━━ Supplied data

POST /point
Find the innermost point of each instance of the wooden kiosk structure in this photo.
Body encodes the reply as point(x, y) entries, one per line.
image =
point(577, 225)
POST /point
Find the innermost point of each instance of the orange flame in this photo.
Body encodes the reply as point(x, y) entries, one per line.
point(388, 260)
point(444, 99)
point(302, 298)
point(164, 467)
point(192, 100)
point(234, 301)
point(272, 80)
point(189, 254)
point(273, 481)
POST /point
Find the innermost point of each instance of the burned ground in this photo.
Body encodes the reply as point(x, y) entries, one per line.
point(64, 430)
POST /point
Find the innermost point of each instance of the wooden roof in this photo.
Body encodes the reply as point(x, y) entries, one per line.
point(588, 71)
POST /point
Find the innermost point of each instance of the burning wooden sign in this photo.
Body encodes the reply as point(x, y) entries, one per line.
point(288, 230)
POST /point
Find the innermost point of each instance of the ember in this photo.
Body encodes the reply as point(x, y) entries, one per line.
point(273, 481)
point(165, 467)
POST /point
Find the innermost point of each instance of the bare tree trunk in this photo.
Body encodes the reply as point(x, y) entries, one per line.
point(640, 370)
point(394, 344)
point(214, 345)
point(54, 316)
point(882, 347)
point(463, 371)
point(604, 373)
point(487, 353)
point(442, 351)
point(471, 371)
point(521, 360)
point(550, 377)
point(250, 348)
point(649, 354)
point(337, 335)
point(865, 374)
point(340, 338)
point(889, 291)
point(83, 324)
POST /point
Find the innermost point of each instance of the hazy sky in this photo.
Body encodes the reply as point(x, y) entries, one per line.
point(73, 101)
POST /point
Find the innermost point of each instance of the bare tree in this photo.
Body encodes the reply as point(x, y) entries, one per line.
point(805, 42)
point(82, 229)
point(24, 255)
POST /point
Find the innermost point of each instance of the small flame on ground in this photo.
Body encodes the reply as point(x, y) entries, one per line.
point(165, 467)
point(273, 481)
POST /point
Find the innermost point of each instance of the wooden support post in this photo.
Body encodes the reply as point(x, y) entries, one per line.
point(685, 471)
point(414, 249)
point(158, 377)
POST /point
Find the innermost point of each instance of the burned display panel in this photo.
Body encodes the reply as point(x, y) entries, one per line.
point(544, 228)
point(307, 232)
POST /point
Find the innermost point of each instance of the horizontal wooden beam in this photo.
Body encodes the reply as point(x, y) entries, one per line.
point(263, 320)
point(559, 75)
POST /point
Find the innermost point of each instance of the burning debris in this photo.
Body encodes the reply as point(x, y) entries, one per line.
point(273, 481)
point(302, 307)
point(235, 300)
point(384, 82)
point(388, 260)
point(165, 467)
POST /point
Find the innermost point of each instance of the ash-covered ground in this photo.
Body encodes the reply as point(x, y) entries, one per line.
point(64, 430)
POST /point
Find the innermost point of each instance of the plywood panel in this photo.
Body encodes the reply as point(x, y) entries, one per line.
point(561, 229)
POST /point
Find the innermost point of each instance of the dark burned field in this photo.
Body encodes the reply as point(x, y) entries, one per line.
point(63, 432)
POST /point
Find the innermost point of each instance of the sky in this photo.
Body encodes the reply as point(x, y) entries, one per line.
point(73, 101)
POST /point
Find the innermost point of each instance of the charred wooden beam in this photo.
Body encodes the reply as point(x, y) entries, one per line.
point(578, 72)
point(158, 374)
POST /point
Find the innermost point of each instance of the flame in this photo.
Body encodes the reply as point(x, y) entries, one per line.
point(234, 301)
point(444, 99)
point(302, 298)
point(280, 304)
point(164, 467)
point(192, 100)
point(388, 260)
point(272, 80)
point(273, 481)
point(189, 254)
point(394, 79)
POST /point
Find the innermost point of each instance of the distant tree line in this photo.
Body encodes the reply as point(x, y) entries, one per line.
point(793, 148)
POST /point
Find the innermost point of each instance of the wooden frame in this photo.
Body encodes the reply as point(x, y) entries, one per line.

━━━━

The exercise:
Exactly reproduce every line found in the records.

Complete answer:
POST /point
Find the innermost point of each instance of the wooden kiosk structure in this photo.
Body encodes the reply as point(x, y) entries, one per line.
image =
point(577, 225)
POST /point
Find the innermost point of each instance of the orange flame in this photo.
Body encodes the reply as point(x, y) entries, one per line.
point(388, 260)
point(444, 99)
point(302, 298)
point(164, 467)
point(192, 100)
point(234, 301)
point(272, 80)
point(189, 254)
point(273, 481)
POST /point
Find the innermost point of each instance of the burned ground in this photo.
Body encodes the reply as point(x, y) entries, one per line.
point(64, 430)
POST /point
Find the innermost point of each instance of the wooden roof in this photo.
Body encodes the reply as point(x, y) entries, one per line.
point(588, 71)
POST /point
Find the innermost point of each instance of the burning wooden sign in this photo.
Body encodes the reply as point(x, y) entries, one per line.
point(288, 230)
POST /point
Find the innermost point of each instance of the ember in this photo.
Body encodes the reply as point(x, y) entries, one per line.
point(273, 481)
point(165, 467)
POST /point
Find the innermost point of each instance of the bare tree trunk in this photo.
Body encodes the reply as point(x, y) entries, one per line.
point(640, 370)
point(394, 344)
point(214, 345)
point(54, 316)
point(882, 347)
point(463, 371)
point(604, 373)
point(487, 353)
point(442, 351)
point(471, 371)
point(521, 360)
point(550, 377)
point(250, 348)
point(649, 354)
point(337, 335)
point(865, 374)
point(340, 338)
point(889, 291)
point(83, 324)
POST /point
Find the innermost point of each instance of the hazy sky in this photo.
Body encodes the reply as point(x, y) entries, one per line.
point(73, 101)
POST /point
Find the innermost point of each instance of the bare tree in this photo.
Body encodes the reply as point(x, y) entries, one per line.
point(805, 42)
point(82, 229)
point(24, 255)
POST /point
Find the innermost point of each instance of the small flame on ground in this photo.
Body encodes the reply as point(x, y) entries, one per line.
point(165, 467)
point(273, 481)
POST /point
Find the innermost point of each instance of the wooden support post in this photo.
Body encodes the reply as point(x, y) entries, one per line.
point(685, 471)
point(414, 249)
point(158, 377)
POST /point
Find the innermost point of each instance of the burned display panel in this photo.
Body encodes the reply as point(x, y) entries, one per line.
point(544, 228)
point(307, 232)
POST /point
Find the innermost point of each instance of the horizontal wooden beam in this photo.
Body encodes the reply as point(x, y) entries, one per line.
point(263, 320)
point(559, 75)
POST /point
Find the innermost point of each instance of the burning debris in this photo.
Body encodes the reply as point(x, y) entries, one per line.
point(273, 481)
point(302, 307)
point(235, 300)
point(384, 82)
point(388, 260)
point(165, 467)
POST /point
Find the innermost point of each instance of the ash-covered ground in this photo.
Body encodes the reply as point(x, y) entries, one per line.
point(64, 430)
POST /point
Find the innermost point of each instance of the plywood panel in this photo.
Body encodes the reply as point(x, y) entries, one per line.
point(561, 229)
POST /point
Find the innermost point of each instance of the dark burned field in this photo.
Body encodes the reply as point(x, y) entries, one per line.
point(63, 432)
POST /point
Find the innermost point of each instance of the sky in this photo.
Body encodes the reply as point(x, y) entries, one per line.
point(73, 101)
POST /point
Find the innermost point of each instance of the charred wooden beam in this photo.
Body encodes the reply as point(x, y) entries, one per line.
point(578, 72)
point(158, 374)
POST /point
Find the innermost point of each instance of the flame in this photo.
Body encodes the reply as point(x, y) entries, one per line.
point(234, 301)
point(444, 99)
point(302, 298)
point(280, 304)
point(164, 467)
point(192, 100)
point(388, 260)
point(272, 80)
point(273, 481)
point(189, 254)
point(394, 79)
POST /point
Find the innermost point of each instance of the distant tree line in this photo.
Body encodes the reply as point(x, y) entries, one per line.
point(793, 148)
POST /point
Find the innermost point of each instance of the wooden frame in this photo.
Body encodes the reply as point(x, y) entries, one per line.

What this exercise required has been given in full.